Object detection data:
((
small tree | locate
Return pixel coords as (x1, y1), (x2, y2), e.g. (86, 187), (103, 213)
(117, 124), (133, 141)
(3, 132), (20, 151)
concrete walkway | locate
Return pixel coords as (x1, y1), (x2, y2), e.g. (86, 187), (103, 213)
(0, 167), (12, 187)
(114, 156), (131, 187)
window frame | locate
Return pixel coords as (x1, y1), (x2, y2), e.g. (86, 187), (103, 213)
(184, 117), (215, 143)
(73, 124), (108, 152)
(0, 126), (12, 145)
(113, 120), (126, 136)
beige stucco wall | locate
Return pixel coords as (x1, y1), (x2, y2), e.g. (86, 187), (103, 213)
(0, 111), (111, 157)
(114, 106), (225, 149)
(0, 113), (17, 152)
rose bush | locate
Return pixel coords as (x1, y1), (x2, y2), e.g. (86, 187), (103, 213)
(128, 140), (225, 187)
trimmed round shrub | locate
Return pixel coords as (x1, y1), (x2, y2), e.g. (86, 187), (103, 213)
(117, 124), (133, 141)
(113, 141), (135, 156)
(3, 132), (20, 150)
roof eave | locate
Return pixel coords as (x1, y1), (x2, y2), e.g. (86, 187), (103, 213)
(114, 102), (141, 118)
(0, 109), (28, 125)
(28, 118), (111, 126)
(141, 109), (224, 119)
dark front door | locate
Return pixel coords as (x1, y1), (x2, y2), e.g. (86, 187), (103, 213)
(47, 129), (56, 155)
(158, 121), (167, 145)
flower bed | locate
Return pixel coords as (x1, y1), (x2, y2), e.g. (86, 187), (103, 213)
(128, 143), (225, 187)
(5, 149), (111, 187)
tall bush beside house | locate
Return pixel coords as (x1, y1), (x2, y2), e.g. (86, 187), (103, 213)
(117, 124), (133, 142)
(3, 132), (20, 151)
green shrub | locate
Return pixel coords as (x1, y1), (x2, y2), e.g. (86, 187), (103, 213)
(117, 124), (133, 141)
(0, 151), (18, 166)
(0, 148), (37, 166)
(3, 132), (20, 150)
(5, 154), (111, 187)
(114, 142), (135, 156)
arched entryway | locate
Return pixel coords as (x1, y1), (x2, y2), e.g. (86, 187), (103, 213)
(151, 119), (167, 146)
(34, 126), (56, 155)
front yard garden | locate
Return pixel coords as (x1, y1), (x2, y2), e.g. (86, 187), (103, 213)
))
• Direction:
Reproduce the records from the start through the line containing "(0, 113), (17, 152)", requests included. Offset every coordinate in the answers by 100.

• Worked solution:
small tree | locate
Return pixel coords as (x1, y1), (x2, y2), e.g. (86, 187), (103, 213)
(217, 224), (233, 241)
(103, 232), (120, 251)
concrete walkway | locate
Return pixel coords as (x1, y1), (x2, y2), e.g. (86, 187), (103, 213)
(100, 267), (112, 287)
(214, 256), (231, 287)
window frame | locate
Return pixel coords as (x1, y1), (x2, y2), e.g. (86, 187), (103, 213)
(284, 217), (315, 243)
(173, 224), (208, 252)
(100, 226), (112, 245)
(213, 220), (226, 236)
beige stucco wall | locate
Return pixel coords as (x1, y1), (x2, y2), e.g. (86, 187), (103, 213)
(100, 211), (211, 257)
(214, 206), (325, 249)
(100, 213), (117, 252)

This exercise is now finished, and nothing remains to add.